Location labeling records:
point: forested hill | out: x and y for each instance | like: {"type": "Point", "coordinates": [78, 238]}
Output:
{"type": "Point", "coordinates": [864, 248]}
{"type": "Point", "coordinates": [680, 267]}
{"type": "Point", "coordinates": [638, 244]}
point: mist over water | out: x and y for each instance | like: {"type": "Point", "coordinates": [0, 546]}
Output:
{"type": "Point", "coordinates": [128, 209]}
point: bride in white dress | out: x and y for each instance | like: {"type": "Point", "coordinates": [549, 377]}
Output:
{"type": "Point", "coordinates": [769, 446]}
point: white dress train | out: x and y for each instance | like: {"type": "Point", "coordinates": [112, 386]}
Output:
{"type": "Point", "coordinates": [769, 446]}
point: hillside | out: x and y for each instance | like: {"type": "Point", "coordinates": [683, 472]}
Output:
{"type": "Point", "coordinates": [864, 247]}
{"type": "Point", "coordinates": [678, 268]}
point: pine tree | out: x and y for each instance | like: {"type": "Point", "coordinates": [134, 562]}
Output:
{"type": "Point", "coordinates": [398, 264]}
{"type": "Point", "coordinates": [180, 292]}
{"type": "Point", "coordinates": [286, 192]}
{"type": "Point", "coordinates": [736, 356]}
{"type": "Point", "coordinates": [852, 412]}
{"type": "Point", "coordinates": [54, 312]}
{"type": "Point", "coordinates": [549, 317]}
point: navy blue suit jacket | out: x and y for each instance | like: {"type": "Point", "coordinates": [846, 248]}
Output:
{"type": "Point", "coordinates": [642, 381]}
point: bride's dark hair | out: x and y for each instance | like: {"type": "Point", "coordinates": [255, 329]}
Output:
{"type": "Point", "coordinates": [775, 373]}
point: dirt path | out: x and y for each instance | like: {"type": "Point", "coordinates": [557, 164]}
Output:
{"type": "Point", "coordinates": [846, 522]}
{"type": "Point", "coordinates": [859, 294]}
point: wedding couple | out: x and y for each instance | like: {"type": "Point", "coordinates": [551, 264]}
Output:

* What you need to do *
Reproduce each line verbatim.

* Written response *
point: forested hill | out: x and y for each instance | like: {"type": "Point", "coordinates": [78, 238]}
Output:
{"type": "Point", "coordinates": [864, 248]}
{"type": "Point", "coordinates": [680, 267]}
{"type": "Point", "coordinates": [638, 244]}
point: mist over water | out: x and y for each instance | like: {"type": "Point", "coordinates": [0, 546]}
Output:
{"type": "Point", "coordinates": [128, 209]}
point: bride in white dress | out: x and y for each instance | like: {"type": "Point", "coordinates": [549, 377]}
Output:
{"type": "Point", "coordinates": [769, 446]}
point: white dress train | out: x and y for each instance | like: {"type": "Point", "coordinates": [112, 386]}
Output:
{"type": "Point", "coordinates": [769, 446]}
point: hillside | out: x and y for each instance | like: {"type": "Point", "coordinates": [683, 472]}
Output:
{"type": "Point", "coordinates": [864, 247]}
{"type": "Point", "coordinates": [678, 268]}
point: pine tree | out: x and y for each instance | like: {"type": "Point", "coordinates": [134, 562]}
Output:
{"type": "Point", "coordinates": [398, 264]}
{"type": "Point", "coordinates": [180, 292]}
{"type": "Point", "coordinates": [286, 192]}
{"type": "Point", "coordinates": [736, 356]}
{"type": "Point", "coordinates": [852, 412]}
{"type": "Point", "coordinates": [54, 312]}
{"type": "Point", "coordinates": [549, 317]}
point: navy blue suit jacket | out: x and y for each instance | like: {"type": "Point", "coordinates": [846, 248]}
Output:
{"type": "Point", "coordinates": [642, 381]}
point: bride's dark hair | out: x and y for each instance | like: {"type": "Point", "coordinates": [255, 329]}
Output:
{"type": "Point", "coordinates": [775, 373]}
point: dirt path | out: x and y for each instance | like: {"type": "Point", "coordinates": [557, 164]}
Output:
{"type": "Point", "coordinates": [846, 522]}
{"type": "Point", "coordinates": [859, 294]}
point: wedding couple | out: x and y for each instance | like: {"type": "Point", "coordinates": [551, 264]}
Output:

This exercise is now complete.